| GIVEN PROBLEM |
Could you turn the items below into a numbered list, with blank lines left out and the pictures omitted?

| RECORD EXTRACTS |

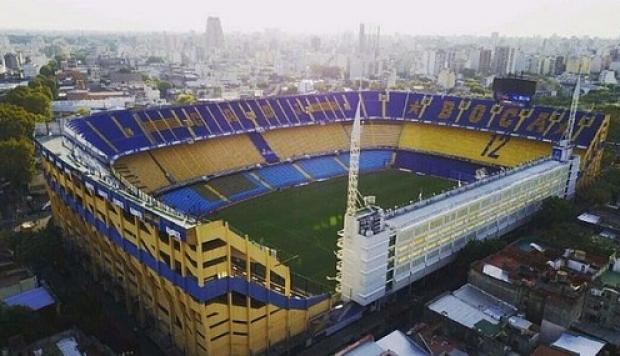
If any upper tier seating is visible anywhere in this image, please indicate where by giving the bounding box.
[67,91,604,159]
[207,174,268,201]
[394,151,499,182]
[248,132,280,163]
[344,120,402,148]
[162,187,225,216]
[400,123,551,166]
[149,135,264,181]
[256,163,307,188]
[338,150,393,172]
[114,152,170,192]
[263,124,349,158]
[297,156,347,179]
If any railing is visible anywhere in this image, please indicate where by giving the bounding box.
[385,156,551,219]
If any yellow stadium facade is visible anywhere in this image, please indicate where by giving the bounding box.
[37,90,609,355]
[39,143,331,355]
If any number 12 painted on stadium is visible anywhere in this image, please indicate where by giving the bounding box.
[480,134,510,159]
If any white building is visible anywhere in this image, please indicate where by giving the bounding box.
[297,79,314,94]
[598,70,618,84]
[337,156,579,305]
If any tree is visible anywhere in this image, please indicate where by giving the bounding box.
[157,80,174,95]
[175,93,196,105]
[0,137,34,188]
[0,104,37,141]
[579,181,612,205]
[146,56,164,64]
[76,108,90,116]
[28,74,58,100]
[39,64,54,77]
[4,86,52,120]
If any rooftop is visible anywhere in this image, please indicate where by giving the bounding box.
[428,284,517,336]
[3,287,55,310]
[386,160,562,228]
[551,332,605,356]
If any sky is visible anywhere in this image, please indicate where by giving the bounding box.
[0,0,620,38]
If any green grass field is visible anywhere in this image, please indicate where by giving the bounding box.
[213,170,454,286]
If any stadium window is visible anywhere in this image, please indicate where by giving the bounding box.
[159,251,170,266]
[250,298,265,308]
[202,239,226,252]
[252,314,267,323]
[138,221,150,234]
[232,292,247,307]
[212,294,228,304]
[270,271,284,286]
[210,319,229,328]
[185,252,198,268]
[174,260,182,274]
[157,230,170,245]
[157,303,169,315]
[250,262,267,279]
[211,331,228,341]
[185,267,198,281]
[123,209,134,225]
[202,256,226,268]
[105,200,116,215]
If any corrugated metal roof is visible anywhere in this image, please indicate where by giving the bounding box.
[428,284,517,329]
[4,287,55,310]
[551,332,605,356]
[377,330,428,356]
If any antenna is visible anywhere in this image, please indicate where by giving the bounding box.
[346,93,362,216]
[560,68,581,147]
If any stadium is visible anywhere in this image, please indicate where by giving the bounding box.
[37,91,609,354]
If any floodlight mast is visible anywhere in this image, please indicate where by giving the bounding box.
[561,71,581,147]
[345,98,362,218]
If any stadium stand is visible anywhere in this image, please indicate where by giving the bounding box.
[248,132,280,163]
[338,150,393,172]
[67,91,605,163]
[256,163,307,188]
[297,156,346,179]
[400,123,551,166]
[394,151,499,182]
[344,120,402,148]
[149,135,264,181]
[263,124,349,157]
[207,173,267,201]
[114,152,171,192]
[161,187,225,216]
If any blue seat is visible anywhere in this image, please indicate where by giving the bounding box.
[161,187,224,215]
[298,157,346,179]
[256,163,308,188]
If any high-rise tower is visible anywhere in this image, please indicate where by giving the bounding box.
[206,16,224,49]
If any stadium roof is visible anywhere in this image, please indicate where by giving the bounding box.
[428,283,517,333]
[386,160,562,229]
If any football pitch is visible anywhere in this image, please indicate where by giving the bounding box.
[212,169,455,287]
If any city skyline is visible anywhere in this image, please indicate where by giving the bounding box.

| ANSWER TO THIS PROBLEM |
1. If any upper tier seating is visible anywhere in this image, please indicate where by giving the bounding box.
2. [67,91,604,159]
3. [207,174,268,201]
4. [394,151,499,182]
5. [248,132,280,163]
6. [344,120,402,148]
7. [162,187,225,216]
8. [400,123,551,166]
9. [149,135,264,181]
10. [256,163,307,188]
11. [338,150,393,172]
12. [114,152,170,192]
13. [263,124,349,158]
14. [297,156,347,179]
15. If any railing is visible anywhere in this image, please indicate where by giving the bounding box.
16. [385,156,551,219]
17. If any yellow stadium facade is visible anywhere in this image, please indicate where by giving the bounding box.
18. [37,90,609,355]
19. [39,143,331,355]
20. If any number 12 painted on stadium is visible anywhere in this image, please indicate where by giving the bounding box.
21. [480,134,510,159]
22. If any white building is visible anywhere in this image, please indicate where by giving the bounding box.
23. [297,79,314,94]
24. [598,70,618,84]
25. [337,156,579,305]
26. If any tree is visible anywhere in this image, please indicate where by giving the bounding box.
27. [157,80,174,95]
28. [175,93,196,105]
29. [0,137,34,188]
30. [0,104,37,141]
31. [579,181,612,205]
32. [146,56,164,64]
33. [76,108,90,116]
34. [28,74,58,100]
35. [39,64,54,77]
36. [4,86,52,120]
37. If any rooftop is visible anywhere in this image, please indicate where by giving the bounding box.
38. [428,284,517,336]
39. [3,287,55,310]
40. [386,160,562,228]
41. [551,332,605,356]
42. If any sky is visible anywhere in this image, please indicate where by giving the bounding box.
43. [0,0,620,38]
44. If any green grass field is visible anywhere in this image, please indicate where by giving the bounding box.
45. [213,170,454,286]
46. If any stadium window is visible anywhere in this image, please indicate where by giving the bounding box.
47. [159,251,170,266]
48. [250,298,265,308]
49. [202,239,226,252]
50. [252,314,267,323]
51. [138,221,150,234]
52. [232,292,247,307]
53. [212,294,228,304]
54. [270,271,284,286]
55. [210,319,229,328]
56. [185,252,198,268]
57. [174,260,182,274]
58. [157,230,170,245]
59. [157,303,169,315]
60. [250,262,267,279]
61. [211,331,228,341]
62. [185,267,198,281]
63. [123,209,134,225]
64. [202,256,226,268]
65. [105,200,116,215]
66. If any corrugated metal roof is visible anywhere in this image, please indicate where by giving the bounding box.
67. [428,284,517,329]
68. [4,287,55,310]
69. [551,332,605,356]
70. [377,330,428,356]
71. If any antenna is visible anywhere in this image, please indicate where by giving the bounding box.
72. [346,93,362,216]
73. [560,68,581,147]
74. If any stadium is visible anywhere in this image, please indicate where by giving the bounding box.
75. [37,91,609,354]
76. If any floodlight mast is visible anywhere in this image, please indicate where by giving the bounding box.
77. [561,71,581,147]
78. [345,98,362,218]
79. If any stadium stand is visible anywhere in this image, please indicate where by giving the bounding box.
80. [248,132,280,163]
81. [338,150,393,172]
82. [67,91,605,163]
83. [256,163,307,188]
84. [297,156,346,179]
85. [400,123,551,166]
86. [394,151,499,182]
87. [344,120,402,148]
88. [149,135,264,181]
89. [263,124,349,157]
90. [207,173,267,201]
91. [114,152,171,192]
92. [161,187,225,216]
93. If any blue seat is visible anywhere in this image, please indicate where by giving the bounding box.
94. [161,187,224,215]
95. [298,157,346,179]
96. [256,163,308,188]
97. If any high-rise tower is visible anywhere in this image, please indicate where by giving the bounding box.
98. [206,16,224,49]
99. If any stadium roof is visible anywhere in this image, please indicate where by giving the bounding box.
100. [428,283,517,333]
101. [386,160,562,229]
102. If any football pitch is visible anywhere in this image, please indicate where by giving the bounding box.
103. [212,169,455,287]
104. If any city skyline is visible anywhere in this image, please indicate where by giving the bounding box.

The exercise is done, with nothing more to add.